== Instructions to follow ==
Swap "man in dark suit" for "person in dark suit" everywhere in the data below and keep every other part unchanged. Leave the pictures out of your version.

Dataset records
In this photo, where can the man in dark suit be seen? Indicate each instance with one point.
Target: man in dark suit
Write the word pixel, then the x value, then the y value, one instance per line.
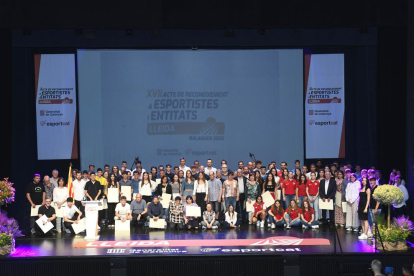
pixel 241 181
pixel 327 190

== Correct output ==
In this photo, where can the person in dark suit be seen? Indicate each instance with one point.
Target: person in dark suit
Write the word pixel, then the x value, then the y value, one instance per line.
pixel 241 181
pixel 327 190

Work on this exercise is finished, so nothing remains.